__Supplied passage__
** Start **

Why is solar not bigger on the VI?
Given the high kWh charges and reported unreliabilty of the electricity coming off the grid, how come mroe folks aren't giving solar a try? Is it because of the likelyhood of damage during storms?
I think it may have to do with the cost of the equipment...I mean, sure, it pays for itself over time, but many of us here don't have the funds available to buy and install solar for our homes.
The panels are darn expensive here because of freight charges. Further, there are concerns about damage from hurricanes and also theft when the owners are off-island for a while.
Another reason is that up until about six months ago WAPA did not buy energy back. This is something that utility companies in the states do that make solar more cost effective. Since WAPA didn't do that until recently and the cost of putting in solar is SO high it didn't make sense. There are solar hot water heaters. I had one installed by Home Depot but it broke and Home Depot has no one who can repair it so there goes that idea. Now I have a solar hot water heater on my roof and am unable to use it.
Combination of lack of rebates and no net metering till recently. The rebates that exist are minimal, and come from the VI govt. In the states, my rebate would be from my utility co, and be alot of money. Now WAPA has finally agreed to approve/allow net metering but their contract has alot of drawbacks and I don't know anyone who has agreed to sign it yet---it's a real dilemma for us, as we would like to put pv panels up.

** End **

__Tasks to carry out__
A: Can you reproduce, word for word, the stretch of the solar thread from "Why is solar" through "damage during storms?"?
B: Would you write out, word for word, the stretch of the data collection rows from the line containing "Put a dot on every instance of the green flower" through the last of those rows?

[Records from a data collection]
** Start **

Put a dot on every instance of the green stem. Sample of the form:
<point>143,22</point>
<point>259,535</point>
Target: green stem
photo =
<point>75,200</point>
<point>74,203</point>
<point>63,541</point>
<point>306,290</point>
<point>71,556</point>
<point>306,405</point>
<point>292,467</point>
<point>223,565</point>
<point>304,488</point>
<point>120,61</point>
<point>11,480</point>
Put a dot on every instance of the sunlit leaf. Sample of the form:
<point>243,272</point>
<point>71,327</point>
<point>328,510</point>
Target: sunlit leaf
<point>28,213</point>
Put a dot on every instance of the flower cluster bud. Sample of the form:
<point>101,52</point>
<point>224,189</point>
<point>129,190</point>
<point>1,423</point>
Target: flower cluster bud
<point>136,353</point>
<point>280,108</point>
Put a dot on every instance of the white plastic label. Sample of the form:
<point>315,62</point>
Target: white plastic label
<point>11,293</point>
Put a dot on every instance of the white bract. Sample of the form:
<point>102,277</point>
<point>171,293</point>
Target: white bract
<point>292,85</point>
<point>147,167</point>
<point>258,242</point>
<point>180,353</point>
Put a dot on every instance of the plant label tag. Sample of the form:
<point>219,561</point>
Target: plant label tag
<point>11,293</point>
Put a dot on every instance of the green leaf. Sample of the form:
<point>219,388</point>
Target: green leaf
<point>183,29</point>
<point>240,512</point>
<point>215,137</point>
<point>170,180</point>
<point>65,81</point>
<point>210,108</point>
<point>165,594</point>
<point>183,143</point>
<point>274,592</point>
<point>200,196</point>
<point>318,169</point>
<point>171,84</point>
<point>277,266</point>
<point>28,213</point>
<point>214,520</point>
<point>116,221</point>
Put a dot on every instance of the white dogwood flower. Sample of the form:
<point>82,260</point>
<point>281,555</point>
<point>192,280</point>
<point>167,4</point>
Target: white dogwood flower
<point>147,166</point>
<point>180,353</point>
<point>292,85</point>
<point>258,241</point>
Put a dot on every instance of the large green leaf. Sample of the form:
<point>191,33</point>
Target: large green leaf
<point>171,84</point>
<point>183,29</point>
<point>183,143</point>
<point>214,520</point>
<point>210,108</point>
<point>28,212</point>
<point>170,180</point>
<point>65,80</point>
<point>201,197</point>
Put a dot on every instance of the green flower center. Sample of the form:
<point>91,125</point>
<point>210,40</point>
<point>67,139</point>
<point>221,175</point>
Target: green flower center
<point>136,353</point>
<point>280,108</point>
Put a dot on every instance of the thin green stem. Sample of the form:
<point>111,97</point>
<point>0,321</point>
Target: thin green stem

** End **

__Worked answers__
A:
Why is solar not bigger on the VI?
Given the high kWh charges and reported unreliabilty of the electricity coming off the grid, how come mroe folks aren't giving solar a try? Is it because of the likelyhood of damage during storms?

B:
Put a dot on every instance of the green flower center. Sample of the form:
<point>91,125</point>
<point>210,40</point>
<point>67,139</point>
<point>221,175</point>
Target: green flower center
<point>136,353</point>
<point>280,108</point>
Put a dot on every instance of the thin green stem. Sample of the form:
<point>111,97</point>
<point>0,321</point>
Target: thin green stem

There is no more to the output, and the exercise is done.